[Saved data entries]
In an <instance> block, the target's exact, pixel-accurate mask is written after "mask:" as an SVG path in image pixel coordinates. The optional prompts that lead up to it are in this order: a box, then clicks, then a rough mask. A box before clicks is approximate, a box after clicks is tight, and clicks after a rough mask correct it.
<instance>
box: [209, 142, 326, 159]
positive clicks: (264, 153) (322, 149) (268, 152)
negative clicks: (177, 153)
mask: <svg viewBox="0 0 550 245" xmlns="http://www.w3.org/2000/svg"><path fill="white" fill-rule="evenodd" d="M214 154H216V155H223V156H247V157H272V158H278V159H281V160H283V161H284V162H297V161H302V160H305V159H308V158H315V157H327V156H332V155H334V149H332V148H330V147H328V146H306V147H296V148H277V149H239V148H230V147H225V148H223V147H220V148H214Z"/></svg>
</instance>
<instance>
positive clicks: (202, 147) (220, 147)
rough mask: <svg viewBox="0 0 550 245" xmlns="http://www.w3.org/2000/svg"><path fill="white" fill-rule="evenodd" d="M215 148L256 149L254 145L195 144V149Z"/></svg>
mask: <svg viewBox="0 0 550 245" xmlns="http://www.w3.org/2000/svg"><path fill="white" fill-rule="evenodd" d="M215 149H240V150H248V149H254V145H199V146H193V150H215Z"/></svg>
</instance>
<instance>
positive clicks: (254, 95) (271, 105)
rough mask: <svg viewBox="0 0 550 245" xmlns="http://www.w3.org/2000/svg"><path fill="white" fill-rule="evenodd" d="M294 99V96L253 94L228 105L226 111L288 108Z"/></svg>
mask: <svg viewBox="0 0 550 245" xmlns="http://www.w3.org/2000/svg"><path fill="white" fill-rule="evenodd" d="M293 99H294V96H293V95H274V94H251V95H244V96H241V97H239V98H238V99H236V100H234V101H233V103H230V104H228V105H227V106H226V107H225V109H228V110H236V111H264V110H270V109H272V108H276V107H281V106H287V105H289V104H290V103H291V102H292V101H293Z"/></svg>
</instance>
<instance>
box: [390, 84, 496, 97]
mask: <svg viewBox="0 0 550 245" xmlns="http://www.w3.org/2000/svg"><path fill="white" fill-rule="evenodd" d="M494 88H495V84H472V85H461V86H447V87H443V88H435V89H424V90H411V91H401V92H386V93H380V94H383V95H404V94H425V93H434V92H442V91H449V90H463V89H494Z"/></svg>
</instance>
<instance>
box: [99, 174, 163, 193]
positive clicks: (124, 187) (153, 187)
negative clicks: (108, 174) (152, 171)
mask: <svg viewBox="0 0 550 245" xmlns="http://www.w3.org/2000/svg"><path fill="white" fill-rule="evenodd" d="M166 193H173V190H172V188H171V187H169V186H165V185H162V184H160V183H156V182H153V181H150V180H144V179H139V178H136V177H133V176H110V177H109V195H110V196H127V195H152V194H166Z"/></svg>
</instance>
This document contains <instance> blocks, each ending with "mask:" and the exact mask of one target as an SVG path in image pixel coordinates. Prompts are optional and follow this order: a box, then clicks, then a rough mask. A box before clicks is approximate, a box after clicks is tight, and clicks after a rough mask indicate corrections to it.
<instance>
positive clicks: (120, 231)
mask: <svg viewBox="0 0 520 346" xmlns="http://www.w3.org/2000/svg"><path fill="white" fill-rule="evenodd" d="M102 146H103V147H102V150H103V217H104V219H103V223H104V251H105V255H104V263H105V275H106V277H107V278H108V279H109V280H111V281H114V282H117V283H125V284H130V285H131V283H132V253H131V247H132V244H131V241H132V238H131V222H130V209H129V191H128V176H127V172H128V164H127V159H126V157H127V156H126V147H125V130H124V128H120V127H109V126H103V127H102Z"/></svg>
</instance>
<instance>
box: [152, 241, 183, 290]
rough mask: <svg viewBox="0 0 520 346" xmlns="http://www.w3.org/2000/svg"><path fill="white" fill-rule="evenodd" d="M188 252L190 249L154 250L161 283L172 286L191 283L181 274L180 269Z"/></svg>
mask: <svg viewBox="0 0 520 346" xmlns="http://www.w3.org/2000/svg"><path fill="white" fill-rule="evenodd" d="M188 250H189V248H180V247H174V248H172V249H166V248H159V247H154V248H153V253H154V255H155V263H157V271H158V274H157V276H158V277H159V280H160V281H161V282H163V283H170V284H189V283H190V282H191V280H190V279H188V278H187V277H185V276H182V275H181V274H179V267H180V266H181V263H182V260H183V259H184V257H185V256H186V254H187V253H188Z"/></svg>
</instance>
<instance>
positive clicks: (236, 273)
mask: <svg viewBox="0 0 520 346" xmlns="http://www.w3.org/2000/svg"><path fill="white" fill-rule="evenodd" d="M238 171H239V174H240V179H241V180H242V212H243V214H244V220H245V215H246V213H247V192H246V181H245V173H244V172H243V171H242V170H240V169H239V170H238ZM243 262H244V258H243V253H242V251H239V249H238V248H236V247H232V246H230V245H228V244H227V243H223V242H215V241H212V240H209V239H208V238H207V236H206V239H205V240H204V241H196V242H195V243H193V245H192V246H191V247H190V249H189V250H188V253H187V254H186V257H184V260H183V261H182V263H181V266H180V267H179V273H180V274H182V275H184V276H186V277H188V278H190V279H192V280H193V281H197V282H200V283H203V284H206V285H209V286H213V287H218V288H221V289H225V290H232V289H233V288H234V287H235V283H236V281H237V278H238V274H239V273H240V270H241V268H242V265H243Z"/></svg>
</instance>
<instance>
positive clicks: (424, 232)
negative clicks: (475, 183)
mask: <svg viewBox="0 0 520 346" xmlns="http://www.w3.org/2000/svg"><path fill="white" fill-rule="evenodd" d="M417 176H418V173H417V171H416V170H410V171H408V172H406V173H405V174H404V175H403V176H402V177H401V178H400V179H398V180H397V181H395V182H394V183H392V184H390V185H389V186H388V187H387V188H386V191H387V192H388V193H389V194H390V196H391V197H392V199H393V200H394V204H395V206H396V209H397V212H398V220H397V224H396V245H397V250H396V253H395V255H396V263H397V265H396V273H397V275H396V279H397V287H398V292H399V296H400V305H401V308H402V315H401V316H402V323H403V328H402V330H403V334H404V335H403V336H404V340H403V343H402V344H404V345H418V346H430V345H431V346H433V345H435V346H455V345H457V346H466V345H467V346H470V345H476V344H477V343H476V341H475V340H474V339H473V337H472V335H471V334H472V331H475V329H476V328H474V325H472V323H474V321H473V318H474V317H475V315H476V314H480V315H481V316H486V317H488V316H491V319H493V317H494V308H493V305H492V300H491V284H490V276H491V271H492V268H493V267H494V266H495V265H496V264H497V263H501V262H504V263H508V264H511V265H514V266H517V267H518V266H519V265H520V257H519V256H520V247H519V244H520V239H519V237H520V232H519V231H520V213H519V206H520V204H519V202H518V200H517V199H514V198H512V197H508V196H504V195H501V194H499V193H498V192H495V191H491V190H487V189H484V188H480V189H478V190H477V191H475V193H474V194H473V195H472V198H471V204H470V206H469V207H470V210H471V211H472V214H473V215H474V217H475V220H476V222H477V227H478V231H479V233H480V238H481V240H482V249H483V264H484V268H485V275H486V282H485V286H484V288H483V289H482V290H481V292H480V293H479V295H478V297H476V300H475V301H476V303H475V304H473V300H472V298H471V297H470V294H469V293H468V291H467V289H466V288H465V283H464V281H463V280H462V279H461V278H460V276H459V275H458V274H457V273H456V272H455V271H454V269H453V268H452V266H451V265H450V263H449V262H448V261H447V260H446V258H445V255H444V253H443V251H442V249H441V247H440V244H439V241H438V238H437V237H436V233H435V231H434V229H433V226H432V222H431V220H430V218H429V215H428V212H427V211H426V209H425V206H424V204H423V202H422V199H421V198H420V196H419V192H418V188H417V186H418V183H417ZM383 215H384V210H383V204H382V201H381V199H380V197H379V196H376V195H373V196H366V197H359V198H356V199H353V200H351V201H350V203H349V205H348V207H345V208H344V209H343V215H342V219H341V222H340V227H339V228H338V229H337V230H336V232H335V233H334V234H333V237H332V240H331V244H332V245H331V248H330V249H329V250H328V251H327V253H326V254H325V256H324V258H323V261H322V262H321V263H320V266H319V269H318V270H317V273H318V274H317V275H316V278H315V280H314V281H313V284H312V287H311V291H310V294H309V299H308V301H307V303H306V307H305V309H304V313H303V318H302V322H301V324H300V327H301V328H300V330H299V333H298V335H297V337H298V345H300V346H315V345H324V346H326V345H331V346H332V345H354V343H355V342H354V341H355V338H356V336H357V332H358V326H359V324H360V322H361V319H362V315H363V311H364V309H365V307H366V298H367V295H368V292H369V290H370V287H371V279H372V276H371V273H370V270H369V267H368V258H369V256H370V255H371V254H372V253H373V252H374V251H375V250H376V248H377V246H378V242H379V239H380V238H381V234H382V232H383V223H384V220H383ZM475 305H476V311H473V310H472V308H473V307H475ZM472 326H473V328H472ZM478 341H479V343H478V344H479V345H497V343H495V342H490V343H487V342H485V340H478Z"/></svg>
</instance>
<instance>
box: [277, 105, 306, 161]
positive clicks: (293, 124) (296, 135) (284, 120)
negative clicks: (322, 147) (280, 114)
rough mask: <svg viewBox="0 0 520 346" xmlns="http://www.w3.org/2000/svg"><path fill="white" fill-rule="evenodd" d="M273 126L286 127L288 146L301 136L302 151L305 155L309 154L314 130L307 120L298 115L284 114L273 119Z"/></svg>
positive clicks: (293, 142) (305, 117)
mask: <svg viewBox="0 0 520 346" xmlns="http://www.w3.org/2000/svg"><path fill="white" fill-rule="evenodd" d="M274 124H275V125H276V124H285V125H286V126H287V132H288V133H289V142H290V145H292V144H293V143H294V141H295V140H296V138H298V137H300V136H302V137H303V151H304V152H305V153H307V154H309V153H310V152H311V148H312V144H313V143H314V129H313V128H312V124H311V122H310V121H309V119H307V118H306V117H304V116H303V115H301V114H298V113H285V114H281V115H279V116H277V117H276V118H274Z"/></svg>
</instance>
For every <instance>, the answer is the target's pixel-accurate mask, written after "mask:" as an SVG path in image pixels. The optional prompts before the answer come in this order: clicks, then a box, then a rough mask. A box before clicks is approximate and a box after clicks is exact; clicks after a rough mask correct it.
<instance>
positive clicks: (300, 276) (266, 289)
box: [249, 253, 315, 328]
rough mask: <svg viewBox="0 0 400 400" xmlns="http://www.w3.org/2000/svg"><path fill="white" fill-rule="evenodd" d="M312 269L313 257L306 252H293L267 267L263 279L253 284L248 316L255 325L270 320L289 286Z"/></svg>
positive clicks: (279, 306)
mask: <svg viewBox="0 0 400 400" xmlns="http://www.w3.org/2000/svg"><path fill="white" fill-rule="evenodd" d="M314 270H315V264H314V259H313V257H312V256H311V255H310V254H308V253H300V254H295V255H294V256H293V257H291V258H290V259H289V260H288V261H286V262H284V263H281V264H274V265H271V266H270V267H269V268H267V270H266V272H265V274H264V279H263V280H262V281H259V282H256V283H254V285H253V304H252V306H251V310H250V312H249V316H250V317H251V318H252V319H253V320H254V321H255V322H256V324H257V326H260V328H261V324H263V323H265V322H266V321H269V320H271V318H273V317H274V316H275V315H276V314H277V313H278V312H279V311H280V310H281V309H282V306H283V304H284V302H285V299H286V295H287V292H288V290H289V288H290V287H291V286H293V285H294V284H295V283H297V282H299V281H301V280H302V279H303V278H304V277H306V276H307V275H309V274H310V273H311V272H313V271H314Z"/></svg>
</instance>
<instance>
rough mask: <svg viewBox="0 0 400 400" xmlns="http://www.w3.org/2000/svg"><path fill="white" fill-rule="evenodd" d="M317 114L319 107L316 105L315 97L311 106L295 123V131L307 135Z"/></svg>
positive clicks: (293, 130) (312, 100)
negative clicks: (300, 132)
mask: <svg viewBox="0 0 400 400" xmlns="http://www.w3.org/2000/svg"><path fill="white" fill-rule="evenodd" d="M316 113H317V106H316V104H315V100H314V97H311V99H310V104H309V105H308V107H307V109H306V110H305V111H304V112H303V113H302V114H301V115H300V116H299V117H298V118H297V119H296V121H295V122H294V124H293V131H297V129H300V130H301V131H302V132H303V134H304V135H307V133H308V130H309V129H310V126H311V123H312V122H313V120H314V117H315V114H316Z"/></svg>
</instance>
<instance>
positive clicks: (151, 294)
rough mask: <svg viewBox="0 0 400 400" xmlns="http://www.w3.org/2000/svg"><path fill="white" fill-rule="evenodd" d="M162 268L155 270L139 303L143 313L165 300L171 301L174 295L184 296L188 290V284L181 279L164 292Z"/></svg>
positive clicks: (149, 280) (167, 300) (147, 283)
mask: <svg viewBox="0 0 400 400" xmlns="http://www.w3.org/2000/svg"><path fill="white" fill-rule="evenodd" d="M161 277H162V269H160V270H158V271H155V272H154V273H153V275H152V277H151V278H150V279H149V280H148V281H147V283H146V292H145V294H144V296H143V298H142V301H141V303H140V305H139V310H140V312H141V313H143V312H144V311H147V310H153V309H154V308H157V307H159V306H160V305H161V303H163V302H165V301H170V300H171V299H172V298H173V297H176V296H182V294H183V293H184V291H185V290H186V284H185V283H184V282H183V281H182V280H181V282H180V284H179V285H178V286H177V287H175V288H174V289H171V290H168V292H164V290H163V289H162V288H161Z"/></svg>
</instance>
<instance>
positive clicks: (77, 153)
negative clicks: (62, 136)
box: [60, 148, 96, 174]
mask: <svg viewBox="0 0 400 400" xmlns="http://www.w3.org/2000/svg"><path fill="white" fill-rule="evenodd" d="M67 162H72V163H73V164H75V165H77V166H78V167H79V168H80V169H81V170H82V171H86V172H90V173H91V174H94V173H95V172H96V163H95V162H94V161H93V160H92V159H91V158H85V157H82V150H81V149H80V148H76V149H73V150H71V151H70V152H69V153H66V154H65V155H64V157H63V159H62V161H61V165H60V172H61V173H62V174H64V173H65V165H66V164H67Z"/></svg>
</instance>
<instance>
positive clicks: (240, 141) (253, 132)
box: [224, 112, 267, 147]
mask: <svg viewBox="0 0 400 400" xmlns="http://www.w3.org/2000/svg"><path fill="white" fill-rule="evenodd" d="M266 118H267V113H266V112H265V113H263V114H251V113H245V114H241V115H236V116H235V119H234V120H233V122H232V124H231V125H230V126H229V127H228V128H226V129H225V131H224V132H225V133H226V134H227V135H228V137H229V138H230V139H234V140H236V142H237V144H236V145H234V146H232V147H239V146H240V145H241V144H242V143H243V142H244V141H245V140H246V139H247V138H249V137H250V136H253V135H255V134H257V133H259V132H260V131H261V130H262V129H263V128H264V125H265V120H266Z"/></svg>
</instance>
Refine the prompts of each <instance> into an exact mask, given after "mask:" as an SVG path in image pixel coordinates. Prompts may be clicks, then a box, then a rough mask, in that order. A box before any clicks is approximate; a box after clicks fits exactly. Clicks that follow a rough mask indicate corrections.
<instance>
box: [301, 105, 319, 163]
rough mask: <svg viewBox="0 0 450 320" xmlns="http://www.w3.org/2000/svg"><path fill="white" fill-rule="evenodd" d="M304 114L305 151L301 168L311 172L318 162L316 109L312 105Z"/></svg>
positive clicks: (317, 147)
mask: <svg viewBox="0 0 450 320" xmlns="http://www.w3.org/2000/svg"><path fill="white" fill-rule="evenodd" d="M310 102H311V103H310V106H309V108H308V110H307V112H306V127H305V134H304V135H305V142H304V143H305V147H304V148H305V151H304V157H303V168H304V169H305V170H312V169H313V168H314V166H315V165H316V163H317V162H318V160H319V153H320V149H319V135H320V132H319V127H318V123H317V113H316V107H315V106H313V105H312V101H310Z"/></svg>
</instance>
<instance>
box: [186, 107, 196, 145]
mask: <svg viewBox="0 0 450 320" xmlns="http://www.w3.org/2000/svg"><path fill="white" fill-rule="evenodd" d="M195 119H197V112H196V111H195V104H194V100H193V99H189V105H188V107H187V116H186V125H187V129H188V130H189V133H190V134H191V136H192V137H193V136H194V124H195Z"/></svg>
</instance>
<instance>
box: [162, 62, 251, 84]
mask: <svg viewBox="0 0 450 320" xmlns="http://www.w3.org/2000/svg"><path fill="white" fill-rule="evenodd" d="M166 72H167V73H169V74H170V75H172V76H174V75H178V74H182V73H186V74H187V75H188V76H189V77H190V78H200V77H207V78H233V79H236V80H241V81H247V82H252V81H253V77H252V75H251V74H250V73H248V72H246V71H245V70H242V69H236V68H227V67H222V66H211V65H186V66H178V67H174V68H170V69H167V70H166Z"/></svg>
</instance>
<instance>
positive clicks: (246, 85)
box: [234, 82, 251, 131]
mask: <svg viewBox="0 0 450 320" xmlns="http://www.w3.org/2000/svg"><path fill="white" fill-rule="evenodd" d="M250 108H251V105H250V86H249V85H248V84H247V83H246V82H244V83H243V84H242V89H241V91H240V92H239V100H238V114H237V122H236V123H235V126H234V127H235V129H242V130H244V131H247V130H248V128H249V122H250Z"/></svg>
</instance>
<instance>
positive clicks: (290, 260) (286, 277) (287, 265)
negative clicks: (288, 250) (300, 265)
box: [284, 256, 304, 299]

_Brief:_ Rewrite the items starting at the very beginning and ending at the line that contains "negative clicks: (177, 153)", substituting "rectangle" for every "box" and changing nothing else. Give only those lines.

_Solution to this exercise:_
In an <instance> block, the target's exact, pixel-accurate mask is written after "mask:" as an SVG path in image pixel coordinates. The optional prompts that lead up to it are in this order: a rectangle, then clicks, then a rough mask. A rectangle before clicks is approximate, a rectangle after clicks is tight, and clicks after a rough mask correct it.
<instance>
rectangle: [209, 142, 326, 159]
positive clicks: (264, 153) (322, 149) (268, 152)
negative clicks: (177, 153)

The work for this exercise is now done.